— start of SUPPLIED RECORDS —

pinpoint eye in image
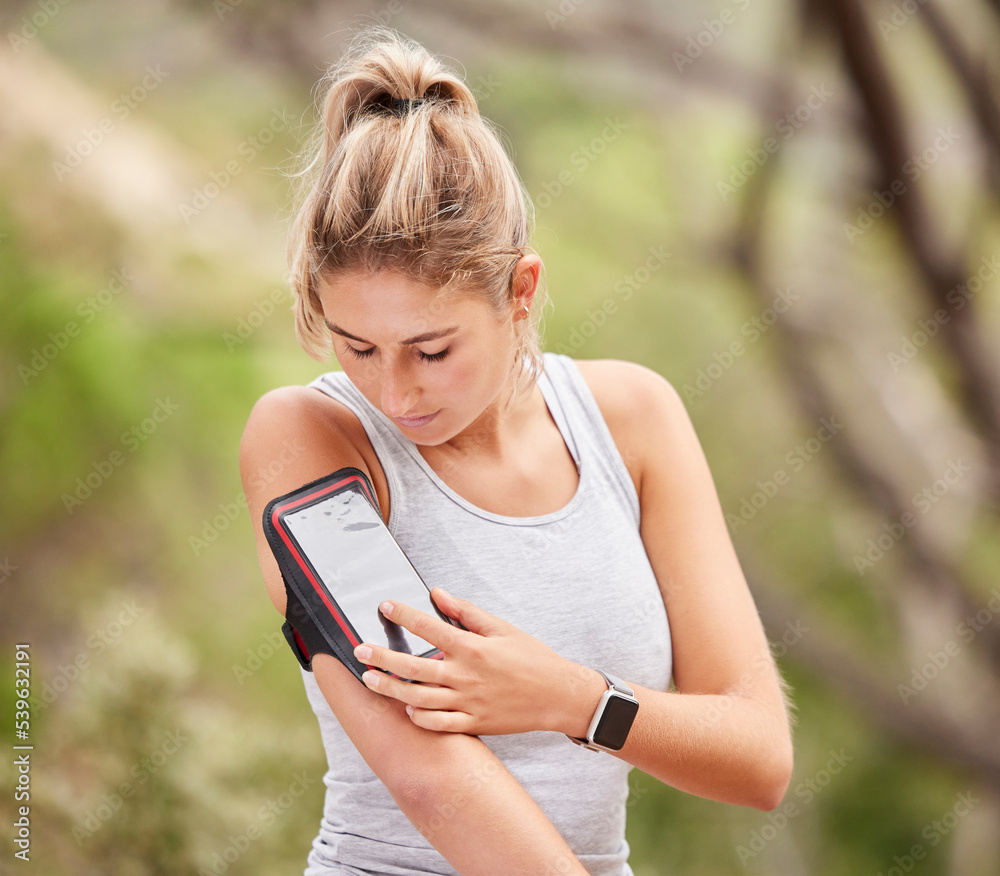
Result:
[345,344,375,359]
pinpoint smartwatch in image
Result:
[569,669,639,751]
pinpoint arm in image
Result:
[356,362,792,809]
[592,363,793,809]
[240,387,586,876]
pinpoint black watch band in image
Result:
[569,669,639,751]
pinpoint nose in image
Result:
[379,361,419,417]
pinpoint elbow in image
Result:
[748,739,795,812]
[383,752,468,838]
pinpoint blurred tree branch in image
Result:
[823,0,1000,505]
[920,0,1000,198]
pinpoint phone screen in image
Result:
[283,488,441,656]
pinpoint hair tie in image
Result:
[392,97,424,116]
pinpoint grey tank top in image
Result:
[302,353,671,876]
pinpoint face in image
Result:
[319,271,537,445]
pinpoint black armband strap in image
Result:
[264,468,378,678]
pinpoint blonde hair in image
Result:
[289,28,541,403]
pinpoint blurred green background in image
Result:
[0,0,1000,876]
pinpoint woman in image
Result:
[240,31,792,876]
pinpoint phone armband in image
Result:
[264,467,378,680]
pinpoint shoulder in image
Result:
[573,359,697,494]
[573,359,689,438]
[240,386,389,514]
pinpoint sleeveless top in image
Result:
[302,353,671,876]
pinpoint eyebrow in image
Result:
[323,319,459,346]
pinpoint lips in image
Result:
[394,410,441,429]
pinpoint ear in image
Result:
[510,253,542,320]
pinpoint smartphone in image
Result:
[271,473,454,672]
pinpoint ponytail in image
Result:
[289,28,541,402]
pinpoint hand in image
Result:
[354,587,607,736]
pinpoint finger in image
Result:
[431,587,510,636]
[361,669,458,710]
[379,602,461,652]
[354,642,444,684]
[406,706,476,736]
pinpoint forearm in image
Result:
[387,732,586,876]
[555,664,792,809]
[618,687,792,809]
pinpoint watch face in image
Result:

— end of SUPPLIED RECORDS —

| TO DO |
Print every item above again without any changes, and leave the picture out of your copy.

| EXERCISE ANSWER |
pinpoint eye in image
Result:
[345,344,375,359]
pinpoint smartwatch in image
Result:
[569,669,639,751]
pinpoint arm in image
Result:
[356,362,792,809]
[592,363,793,809]
[240,387,586,876]
pinpoint black watch band in image
Result:
[569,669,639,751]
pinpoint nose in image
Result:
[379,361,419,417]
pinpoint elbow in image
Result:
[748,739,795,812]
[383,752,468,838]
pinpoint blurred tree branch in image
Result:
[823,0,1000,505]
[920,0,1000,198]
pinpoint phone screen in image
Result:
[283,488,441,656]
pinpoint hair tie in image
Result:
[392,97,424,116]
pinpoint grey tank top in image
Result:
[302,353,671,876]
pinpoint face in image
Result:
[319,271,537,445]
pinpoint black armband strap in image
Result:
[264,468,378,678]
pinpoint blonde hair in image
Result:
[289,28,541,403]
pinpoint blurred green background in image
Result:
[0,0,1000,876]
pinpoint woman in image
Result:
[240,31,792,876]
pinpoint phone armband in image
Result:
[264,467,378,680]
pinpoint shoulder in image
Result:
[573,359,697,494]
[573,359,689,438]
[240,386,389,514]
pinpoint sleeveless top in image
Result:
[302,353,671,876]
pinpoint eyebrow in image
Result:
[323,319,459,346]
pinpoint lips in image
Result:
[394,410,441,429]
pinpoint ear in image
Result:
[510,253,542,320]
pinpoint smartphone in image
Result:
[271,473,454,672]
pinpoint ponytail in image
Result:
[289,28,541,402]
pinpoint hand in image
Result:
[354,587,607,736]
pinpoint finger in image
Result:
[431,587,510,636]
[361,669,458,710]
[379,602,461,652]
[354,642,444,684]
[406,706,476,736]
pinpoint forearm in image
Result:
[387,732,586,876]
[555,664,792,809]
[618,687,792,809]
pinpoint watch face in image
Result:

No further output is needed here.